■ Passage given
- - -

But what about a more modest level of success? Something a long way from household name type of stardom, and not enough to get you into a lease for a late model car…but what if you could do more or less what you wanted to? And if the money follows, that’s great. But that’s not the primary objective.

The Internet is the perfect place for such pursuits...as we’ll see from this roundup of the Podcamp panel I attended called Niche-o-nomics. Unlike the world of broadcast media, the Internet loves a niche, and these folks shared some of their stories about the benefits of choosing a thin slice of the market and sticking with it. The panel’s moderator was prolific podcaster Anthony Marco and the panellists were Greg David of www.tv-eh.com and Emily Gagne of the ‘girl powered TV site’ Cinefilles (pictured below, L to R).



Things learned during the panel:

-       Greg David was a writer for TV Guide for 15 years…until that day he got called into the boss’ office and realized that because the HR person was also there this wasn’t going to be a meeting about giving him a new column

-        After getting laid off Greg needed to figure out what to do next. He remembered coming across a website called TV Eh, a fan site devoted to Canadian TV shows and the Canadian television industry. It had been run on a volunteer basis by Diane Wild and and had been lying fallow for a while. It had a great brand and great content, so Greg explored picking up the blog baton.

- - -

■ Collected material

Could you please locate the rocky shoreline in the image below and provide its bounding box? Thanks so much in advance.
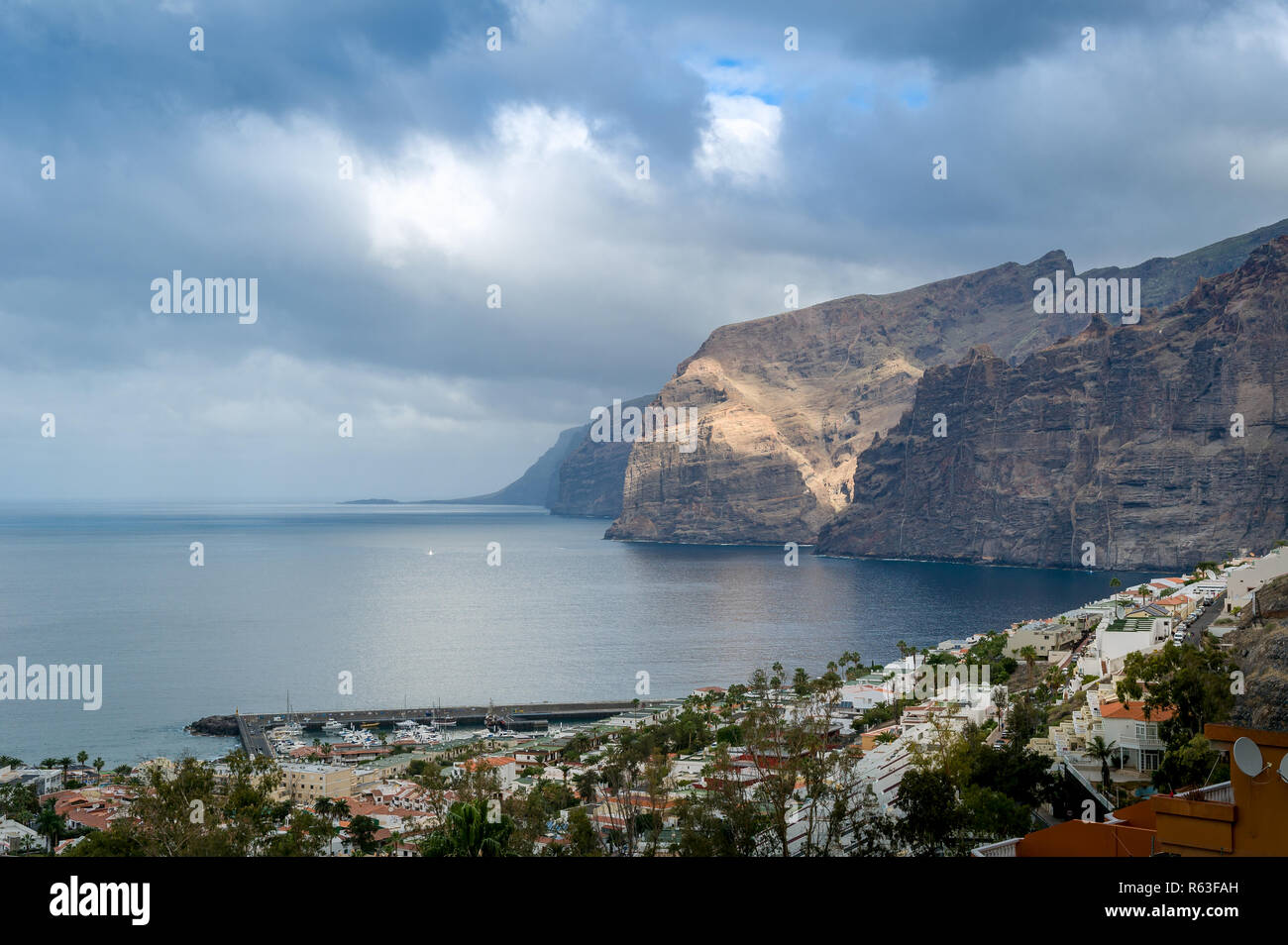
[184,716,239,738]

- - -

■ Task set
1 - In the Niche-o-nomics passage, how many years did Greg David write for TV Guide?
2 - Please update the Niche-o-nomics passage, starting at the words "-        After" and stopping after "the blog baton.", and replace "fallow" with "dormant".

■ Solution list
1 - 15 years

2 -
-        After getting laid off Greg needed to figure out what to do next. He remembered coming across a website called TV Eh, a fan site devoted to Canadian TV shows and the Canadian television industry. It had been run on a volunteer basis by Diane Wild and and had been lying dormant for a while. It had a great brand and great content, so Greg explored picking up the blog baton.